> **Task 1**
In the records below, rewrite the lines starting at the line that contains "Give the segmentation of every instance of the dry" and ending after the line that contains "Mark the region of each instance of the dry", substituting "withered golden grass" for "dry golden grass" and leaving everything else unchanged.

The Company has received demand letters from attorneys for several former employees and/or consultants, asserting claims related to stock options to acquire approximately 540 thousand shares of the Company’s common stock that management believes such employees and/or consultants had forfeited when they ceased their employment or relationship with the Company. The Company believes that all of these potential claims are without merit and intends to vigorously defend them in the event the claims are asserted or litigated.
The Company is a party to various legal actions, as either plaintiff or defendant, including the matter identified above, arising in the ordinary course of business, none of which is expected to have a material adverse effect on our business, financial condition or results of operations. However, litigation is inherently unpredictable, and the costs and other effects of pending or future litigation, governmental investigations, legal and administrative cases and proceedings, whether civil or criminal, settlements, judgments and investigations, claims or charges in any such matters, and developments or assertions by or against us relating to us or to our intellectual property rights and intellectual property licenses could have a material adverse effect on our business, financial condition and operating results.
16 Related Party Transactions
During the year ended December 31, 2005, Digital Angel provided certain general and administrative services to the Company including, accounting, finance, payroll and legal services, telephone, rent and other miscellaneous items. The costs of these services, which are included in the Company’s statement of operations in selling, general and administrative expense, was determined based on the Company’s use of such services. In determining the estimated use by the Company, Digital Angel determined the actual cost incurred for each of the services provided and determined the allocation of each of such costs that were attributable to the Company’s operations.

> **Task 2**
Copy the passage on legal claims and related party transactions above word for word.

> **Stored records**
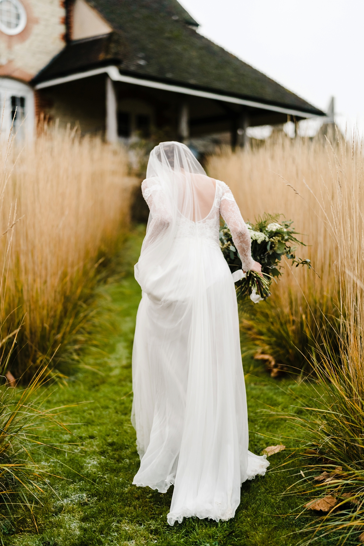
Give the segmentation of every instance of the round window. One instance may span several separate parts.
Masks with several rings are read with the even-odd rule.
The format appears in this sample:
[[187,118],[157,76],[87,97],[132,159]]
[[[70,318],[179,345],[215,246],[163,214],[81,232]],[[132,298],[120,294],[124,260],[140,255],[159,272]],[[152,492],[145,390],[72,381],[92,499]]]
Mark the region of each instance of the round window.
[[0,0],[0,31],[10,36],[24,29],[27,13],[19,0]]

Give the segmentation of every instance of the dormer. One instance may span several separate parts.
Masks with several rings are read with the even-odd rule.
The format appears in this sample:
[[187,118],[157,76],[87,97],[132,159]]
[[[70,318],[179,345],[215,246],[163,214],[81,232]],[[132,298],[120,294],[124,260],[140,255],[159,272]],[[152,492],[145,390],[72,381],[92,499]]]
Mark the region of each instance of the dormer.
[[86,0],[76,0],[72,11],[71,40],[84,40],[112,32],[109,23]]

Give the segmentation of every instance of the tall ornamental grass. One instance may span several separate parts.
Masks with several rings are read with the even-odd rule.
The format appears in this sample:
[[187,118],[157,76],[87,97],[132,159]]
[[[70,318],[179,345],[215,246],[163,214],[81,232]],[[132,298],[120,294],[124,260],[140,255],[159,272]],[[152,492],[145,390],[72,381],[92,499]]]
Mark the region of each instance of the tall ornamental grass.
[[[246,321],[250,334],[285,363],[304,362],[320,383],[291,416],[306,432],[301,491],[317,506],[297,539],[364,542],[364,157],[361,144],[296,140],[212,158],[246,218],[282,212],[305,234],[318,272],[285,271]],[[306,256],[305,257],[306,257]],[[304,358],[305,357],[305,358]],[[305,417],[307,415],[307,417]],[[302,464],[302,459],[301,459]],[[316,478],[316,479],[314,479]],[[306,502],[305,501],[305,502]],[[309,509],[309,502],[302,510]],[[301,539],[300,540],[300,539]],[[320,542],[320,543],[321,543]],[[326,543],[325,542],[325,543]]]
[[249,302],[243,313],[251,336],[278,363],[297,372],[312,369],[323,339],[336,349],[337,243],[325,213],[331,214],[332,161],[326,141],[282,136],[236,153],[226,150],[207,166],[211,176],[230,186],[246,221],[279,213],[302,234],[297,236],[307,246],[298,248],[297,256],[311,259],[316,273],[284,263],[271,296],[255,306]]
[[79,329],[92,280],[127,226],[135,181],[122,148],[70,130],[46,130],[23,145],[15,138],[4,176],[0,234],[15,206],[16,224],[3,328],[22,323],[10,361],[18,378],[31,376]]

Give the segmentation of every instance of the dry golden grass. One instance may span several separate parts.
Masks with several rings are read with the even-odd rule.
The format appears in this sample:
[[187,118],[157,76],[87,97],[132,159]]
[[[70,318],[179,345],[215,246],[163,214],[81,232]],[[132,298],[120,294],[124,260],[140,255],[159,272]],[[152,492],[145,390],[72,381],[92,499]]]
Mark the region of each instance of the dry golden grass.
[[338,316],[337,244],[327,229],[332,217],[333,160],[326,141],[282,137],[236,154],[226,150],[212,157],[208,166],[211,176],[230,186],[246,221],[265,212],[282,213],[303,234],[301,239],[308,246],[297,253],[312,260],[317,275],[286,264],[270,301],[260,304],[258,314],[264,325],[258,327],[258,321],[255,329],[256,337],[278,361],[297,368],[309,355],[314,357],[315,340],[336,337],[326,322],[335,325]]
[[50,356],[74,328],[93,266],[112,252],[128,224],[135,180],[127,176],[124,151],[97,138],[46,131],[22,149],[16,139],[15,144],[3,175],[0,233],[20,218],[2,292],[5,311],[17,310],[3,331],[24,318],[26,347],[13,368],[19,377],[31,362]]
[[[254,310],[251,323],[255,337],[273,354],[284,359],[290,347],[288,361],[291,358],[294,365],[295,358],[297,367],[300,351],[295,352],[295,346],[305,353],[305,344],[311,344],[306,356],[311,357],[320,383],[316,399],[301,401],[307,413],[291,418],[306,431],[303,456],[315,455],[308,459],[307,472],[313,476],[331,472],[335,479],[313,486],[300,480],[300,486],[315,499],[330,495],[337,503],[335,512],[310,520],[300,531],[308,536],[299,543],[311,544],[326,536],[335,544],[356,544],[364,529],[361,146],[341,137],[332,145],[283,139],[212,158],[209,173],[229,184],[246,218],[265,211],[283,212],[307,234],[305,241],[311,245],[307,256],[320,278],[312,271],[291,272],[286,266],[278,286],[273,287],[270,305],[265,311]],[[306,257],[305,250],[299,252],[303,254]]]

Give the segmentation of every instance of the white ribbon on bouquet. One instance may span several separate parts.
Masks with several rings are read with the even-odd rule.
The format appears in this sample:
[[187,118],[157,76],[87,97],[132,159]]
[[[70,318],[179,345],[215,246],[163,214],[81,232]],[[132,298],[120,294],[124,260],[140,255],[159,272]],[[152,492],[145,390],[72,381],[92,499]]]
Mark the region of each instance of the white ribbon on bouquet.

> **Worked answer 1**
Give the segmentation of every instance of the withered golden grass. One instance may span several separate parts.
Masks with several rings are read with the even-odd rule.
The format appears in this sample:
[[187,118],[157,76],[87,97],[132,159]]
[[[70,318],[179,345],[215,246],[163,214],[81,232]],[[132,298],[120,294],[124,260],[140,255],[159,272]],[[152,492],[145,390],[72,381],[92,499]]]
Mark the region of each instance of the withered golden grass.

> **Worked answer 2**
The Company has received demand letters from attorneys for several former employees and/or consultants, asserting claims related to stock options to acquire approximately 540 thousand shares of the Company’s common stock that management believes such employees and/or consultants had forfeited when they ceased their employment or relationship with the Company. The Company believes that all of these potential claims are without merit and intends to vigorously defend them in the event the claims are asserted or litigated.
The Company is a party to various legal actions, as either plaintiff or defendant, including the matter identified above, arising in the ordinary course of business, none of which is expected to have a material adverse effect on our business, financial condition or results of operations. However, litigation is inherently unpredictable, and the costs and other effects of pending or future litigation, governmental investigations, legal and administrative cases and proceedings, whether civil or criminal, settlements, judgments and investigations, claims or charges in any such matters, and developments or assertions by or against us relating to us or to our intellectual property rights and intellectual property licenses could have a material adverse effect on our business, financial condition and operating results.
16 Related Party Transactions
During the year ended December 31, 2005, Digital Angel provided certain general and administrative services to the Company including, accounting, finance, payroll and legal services, telephone, rent and other miscellaneous items. The costs of these services, which are included in the Company’s statement of operations in selling, general and administrative expense, was determined based on the Company’s use of such services. In determining the estimated use by the Company, Digital Angel determined the actual cost incurred for each of the services provided and determined the allocation of each of such costs that were attributable to the Company’s operations.